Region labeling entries
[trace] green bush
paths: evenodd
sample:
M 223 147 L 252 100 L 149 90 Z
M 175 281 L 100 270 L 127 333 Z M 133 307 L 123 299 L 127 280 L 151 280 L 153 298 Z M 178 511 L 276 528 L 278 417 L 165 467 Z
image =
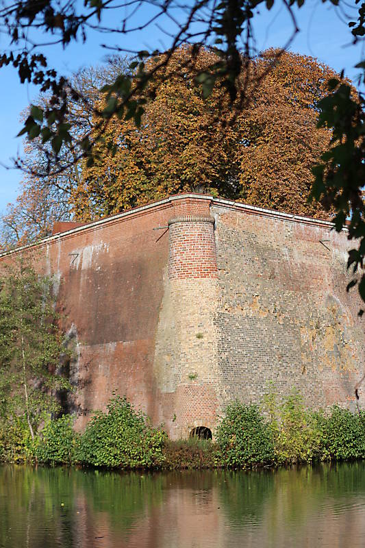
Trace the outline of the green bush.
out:
M 269 416 L 278 464 L 312 462 L 320 458 L 324 415 L 307 410 L 297 390 L 281 403 L 271 391 L 265 397 L 264 410 Z
M 73 423 L 70 415 L 63 415 L 46 423 L 34 451 L 38 462 L 55 466 L 70 464 L 75 460 L 77 434 Z
M 166 434 L 152 428 L 141 412 L 116 396 L 88 424 L 80 438 L 77 460 L 109 468 L 158 468 L 164 462 Z
M 25 417 L 14 416 L 0 423 L 0 461 L 18 463 L 32 460 L 33 445 Z
M 365 457 L 364 416 L 334 406 L 324 422 L 323 460 L 351 460 Z
M 163 451 L 167 470 L 215 468 L 217 462 L 217 448 L 212 440 L 168 440 Z
M 216 443 L 223 466 L 245 468 L 274 458 L 272 433 L 257 406 L 229 405 L 218 427 Z

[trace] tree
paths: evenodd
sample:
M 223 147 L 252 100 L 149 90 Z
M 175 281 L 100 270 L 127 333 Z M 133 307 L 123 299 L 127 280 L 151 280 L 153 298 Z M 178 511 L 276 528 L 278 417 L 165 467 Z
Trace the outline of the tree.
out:
M 114 116 L 110 121 L 103 142 L 95 147 L 92 165 L 84 160 L 62 174 L 27 175 L 16 207 L 3 221 L 20 242 L 47 235 L 54 221 L 62 217 L 90 221 L 192 190 L 297 214 L 328 216 L 319 203 L 309 204 L 307 198 L 312 166 L 330 139 L 328 129 L 316 128 L 316 105 L 333 71 L 294 53 L 285 53 L 278 61 L 277 51 L 269 50 L 246 68 L 261 79 L 259 88 L 246 82 L 245 72 L 240 75 L 240 88 L 251 86 L 251 101 L 232 114 L 223 90 L 214 89 L 205 99 L 188 67 L 178 73 L 190 55 L 188 47 L 175 51 L 166 69 L 171 76 L 162 75 L 164 82 L 146 105 L 140 127 L 132 120 Z M 203 71 L 214 61 L 214 53 L 202 49 L 195 63 Z M 268 71 L 271 64 L 275 66 Z M 112 77 L 120 68 L 121 62 L 113 60 L 104 77 Z M 102 74 L 98 75 L 101 79 Z M 102 102 L 90 79 L 84 77 L 82 87 L 84 94 Z M 73 132 L 79 131 L 80 120 L 86 121 L 86 127 L 98 127 L 87 110 L 78 110 L 70 120 Z M 44 158 L 39 138 L 28 146 L 27 155 L 29 166 Z
M 0 418 L 26 419 L 34 438 L 45 414 L 60 409 L 57 391 L 69 388 L 57 374 L 63 349 L 51 279 L 21 256 L 0 276 Z
M 330 1 L 347 21 L 353 42 L 363 40 L 365 0 L 357 3 L 349 15 L 348 4 L 342 0 Z M 147 17 L 143 13 L 146 3 L 152 10 Z M 131 119 L 137 126 L 140 124 L 147 101 L 164 82 L 163 77 L 158 77 L 158 74 L 161 71 L 164 73 L 174 53 L 184 44 L 192 46 L 191 55 L 187 64 L 179 66 L 178 71 L 188 66 L 195 81 L 201 84 L 204 97 L 218 88 L 224 92 L 231 104 L 237 101 L 236 105 L 242 108 L 251 99 L 248 92 L 250 88 L 245 84 L 241 89 L 238 84 L 242 68 L 247 66 L 255 53 L 253 18 L 259 7 L 270 10 L 274 3 L 274 0 L 223 0 L 218 3 L 215 0 L 194 0 L 185 4 L 175 0 L 132 1 L 131 4 L 129 1 L 121 3 L 115 0 L 86 0 L 81 7 L 79 3 L 66 0 L 18 0 L 14 3 L 3 0 L 0 29 L 3 36 L 9 37 L 9 43 L 0 55 L 0 68 L 12 64 L 18 71 L 21 82 L 32 82 L 39 85 L 41 92 L 50 94 L 46 108 L 32 106 L 21 133 L 27 134 L 31 140 L 40 136 L 44 142 L 51 145 L 56 160 L 62 147 L 66 147 L 73 151 L 71 162 L 75 163 L 86 158 L 91 166 L 95 150 L 103 142 L 103 135 L 114 115 L 119 119 Z M 305 0 L 284 0 L 284 8 L 292 18 L 292 32 L 288 42 L 278 52 L 277 59 L 299 32 L 294 8 L 305 4 Z M 129 9 L 131 5 L 133 8 Z M 111 10 L 114 10 L 116 23 L 108 26 L 103 24 L 103 17 Z M 147 28 L 156 21 L 163 27 L 168 21 L 172 22 L 175 29 L 172 32 L 166 29 L 171 40 L 167 50 L 133 52 L 135 59 L 127 73 L 121 73 L 103 88 L 105 100 L 103 108 L 94 112 L 99 120 L 97 126 L 86 135 L 73 136 L 67 122 L 69 99 L 77 101 L 87 99 L 67 79 L 49 66 L 45 54 L 45 45 L 40 40 L 40 36 L 48 35 L 51 37 L 50 43 L 61 43 L 66 47 L 79 38 L 85 41 L 90 29 L 125 36 Z M 196 67 L 195 62 L 204 47 L 212 48 L 218 60 L 202 71 Z M 123 51 L 118 45 L 115 49 Z M 146 63 L 145 60 L 149 58 L 152 62 Z M 357 66 L 365 69 L 365 61 Z M 171 77 L 171 73 L 164 73 L 167 79 Z M 260 84 L 260 79 L 256 79 L 254 85 Z M 324 153 L 322 163 L 315 169 L 316 184 L 312 196 L 337 211 L 336 229 L 341 229 L 347 215 L 350 217 L 349 235 L 350 238 L 357 238 L 357 243 L 350 254 L 349 266 L 353 266 L 354 273 L 359 273 L 358 279 L 354 278 L 351 286 L 357 284 L 360 295 L 365 300 L 365 275 L 359 273 L 365 256 L 365 206 L 362 193 L 365 161 L 364 99 L 361 95 L 354 98 L 350 86 L 337 79 L 332 82 L 328 97 L 320 101 L 318 106 L 321 111 L 320 126 L 328 127 L 333 138 L 330 149 Z M 113 144 L 109 145 L 113 152 Z M 57 161 L 55 165 L 56 173 L 68 167 Z

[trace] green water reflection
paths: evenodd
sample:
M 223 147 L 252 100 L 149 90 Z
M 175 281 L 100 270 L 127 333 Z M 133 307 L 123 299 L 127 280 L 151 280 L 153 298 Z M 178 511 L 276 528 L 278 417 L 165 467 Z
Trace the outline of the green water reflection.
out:
M 118 474 L 0 467 L 0 547 L 365 545 L 365 464 Z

What the task asks: Can you update the material above by replacing "Trace the outline of" with "Draw the boundary of" and changing nothing else? Leave the pictures out of your version.

Solved exercise:
[trace] green bush
paths: evenodd
sample:
M 223 147 L 252 100 L 149 90 Z
M 175 281 L 100 270 L 127 333 Z M 133 307 L 123 299 L 127 280 L 151 280 L 153 298 Z M 178 511 L 276 528 L 278 417 L 165 467 Z
image =
Draw the boundary of the green bush.
out:
M 269 416 L 278 464 L 312 462 L 320 458 L 324 415 L 307 410 L 297 390 L 281 403 L 271 391 L 265 397 L 264 410 Z
M 73 423 L 70 415 L 63 415 L 46 423 L 34 451 L 38 462 L 55 466 L 70 464 L 75 460 L 77 434 Z
M 166 434 L 152 428 L 141 412 L 116 396 L 88 424 L 80 438 L 77 460 L 109 468 L 158 468 L 164 462 Z
M 25 417 L 14 416 L 0 423 L 0 461 L 18 463 L 32 460 L 33 445 Z
M 365 457 L 364 416 L 334 406 L 324 422 L 323 460 L 351 460 Z
M 163 451 L 167 470 L 215 468 L 217 462 L 217 448 L 212 440 L 168 440 Z
M 216 443 L 223 466 L 245 468 L 274 458 L 272 433 L 257 406 L 229 405 L 218 427 Z

[trace] tree
paths: evenodd
sample:
M 223 147 L 252 100 L 149 90 Z
M 175 281 L 100 270 L 127 333 Z M 133 307 L 123 299 L 127 280 L 151 280 L 153 298 Z M 178 511 L 276 528 L 278 417 L 165 467 Z
Draw the boundary of the tree.
out:
M 114 116 L 110 121 L 103 142 L 95 147 L 92 165 L 84 160 L 62 174 L 27 175 L 16 207 L 3 221 L 20 242 L 47 235 L 54 221 L 62 217 L 90 221 L 192 190 L 297 214 L 328 216 L 319 203 L 309 204 L 307 198 L 312 166 L 330 139 L 328 129 L 316 128 L 316 105 L 333 71 L 294 53 L 285 53 L 278 61 L 277 51 L 269 50 L 246 68 L 261 79 L 259 88 L 246 82 L 245 72 L 240 75 L 240 88 L 251 86 L 251 101 L 232 114 L 223 90 L 214 89 L 205 99 L 188 67 L 178 73 L 190 55 L 188 47 L 175 51 L 166 69 L 171 76 L 162 75 L 164 82 L 146 105 L 140 127 L 132 120 Z M 203 71 L 214 61 L 214 53 L 202 49 L 195 63 Z M 268 71 L 271 64 L 275 66 Z M 112 77 L 120 68 L 121 62 L 113 60 L 104 77 Z M 102 74 L 98 75 L 101 79 Z M 102 102 L 90 79 L 84 77 L 82 87 L 84 94 Z M 73 132 L 79 131 L 80 120 L 86 121 L 86 127 L 98 127 L 87 110 L 78 110 L 70 120 Z M 44 158 L 39 138 L 28 146 L 27 155 L 29 166 Z
M 0 418 L 26 419 L 34 438 L 45 414 L 60 409 L 57 391 L 69 388 L 57 374 L 63 349 L 51 279 L 21 256 L 0 276 Z
M 330 1 L 347 21 L 353 42 L 363 40 L 365 0 L 357 3 L 349 15 L 348 4 L 342 0 Z M 147 17 L 143 13 L 146 3 L 152 10 Z M 131 119 L 137 126 L 140 124 L 147 101 L 164 82 L 163 77 L 158 77 L 158 74 L 161 71 L 164 73 L 174 53 L 184 44 L 192 46 L 191 55 L 187 64 L 179 66 L 178 71 L 188 66 L 195 81 L 201 84 L 204 97 L 218 88 L 224 92 L 231 104 L 237 101 L 236 105 L 242 108 L 251 99 L 248 92 L 250 88 L 245 84 L 241 89 L 238 84 L 242 68 L 247 66 L 255 53 L 253 18 L 259 7 L 270 10 L 274 3 L 274 0 L 223 0 L 218 3 L 215 0 L 194 0 L 185 4 L 175 0 L 132 1 L 131 4 L 129 1 L 121 3 L 115 0 L 86 0 L 81 7 L 79 3 L 66 0 L 18 0 L 14 3 L 3 0 L 0 29 L 3 36 L 9 37 L 9 43 L 0 55 L 0 68 L 12 64 L 18 71 L 21 82 L 32 82 L 39 85 L 41 92 L 50 94 L 46 108 L 32 106 L 21 133 L 27 134 L 31 140 L 40 136 L 44 142 L 51 145 L 56 160 L 62 147 L 66 147 L 73 151 L 71 162 L 75 163 L 86 158 L 91 166 L 95 150 L 103 142 L 103 135 L 114 115 L 119 119 Z M 305 0 L 284 0 L 284 8 L 292 18 L 292 32 L 288 42 L 278 52 L 277 59 L 299 32 L 294 8 L 305 4 Z M 129 9 L 131 5 L 133 8 Z M 111 10 L 114 10 L 116 23 L 108 26 L 103 24 L 103 17 Z M 147 28 L 156 21 L 163 27 L 168 21 L 172 22 L 175 29 L 172 32 L 166 29 L 171 40 L 167 50 L 133 52 L 135 59 L 127 73 L 121 73 L 103 88 L 105 100 L 103 108 L 94 112 L 99 120 L 97 126 L 86 135 L 73 136 L 67 122 L 69 99 L 77 101 L 87 99 L 67 79 L 49 66 L 45 54 L 45 45 L 40 40 L 40 36 L 48 35 L 51 37 L 50 43 L 61 43 L 66 47 L 79 38 L 85 41 L 90 29 L 125 36 Z M 196 67 L 195 62 L 204 47 L 212 48 L 218 60 L 202 71 Z M 123 51 L 118 45 L 115 49 Z M 146 63 L 145 60 L 149 58 L 152 62 Z M 357 66 L 365 69 L 365 61 Z M 171 77 L 171 73 L 164 73 L 167 79 Z M 260 84 L 260 79 L 256 79 L 254 85 Z M 324 153 L 322 163 L 315 169 L 316 184 L 312 196 L 337 211 L 336 229 L 341 229 L 347 215 L 350 217 L 349 235 L 350 238 L 357 238 L 357 243 L 350 254 L 349 266 L 353 266 L 354 273 L 359 273 L 358 279 L 354 278 L 351 286 L 357 284 L 360 295 L 365 300 L 365 275 L 359 273 L 365 256 L 365 206 L 362 193 L 365 161 L 364 99 L 361 95 L 354 98 L 350 86 L 337 79 L 332 82 L 328 97 L 320 101 L 318 106 L 321 111 L 320 126 L 328 127 L 333 138 L 330 149 Z M 113 144 L 109 145 L 113 152 Z M 57 161 L 55 165 L 56 173 L 68 167 Z

[trace] green water reflection
paths: evenodd
sample:
M 223 147 L 252 100 L 149 90 Z
M 175 281 L 100 270 L 127 333 Z M 133 307 L 123 299 L 127 280 L 151 280 L 153 298 Z M 178 511 L 276 528 L 278 417 L 165 467 Z
Draw the boundary of the green water reflection.
out:
M 118 474 L 0 467 L 0 547 L 365 545 L 365 464 Z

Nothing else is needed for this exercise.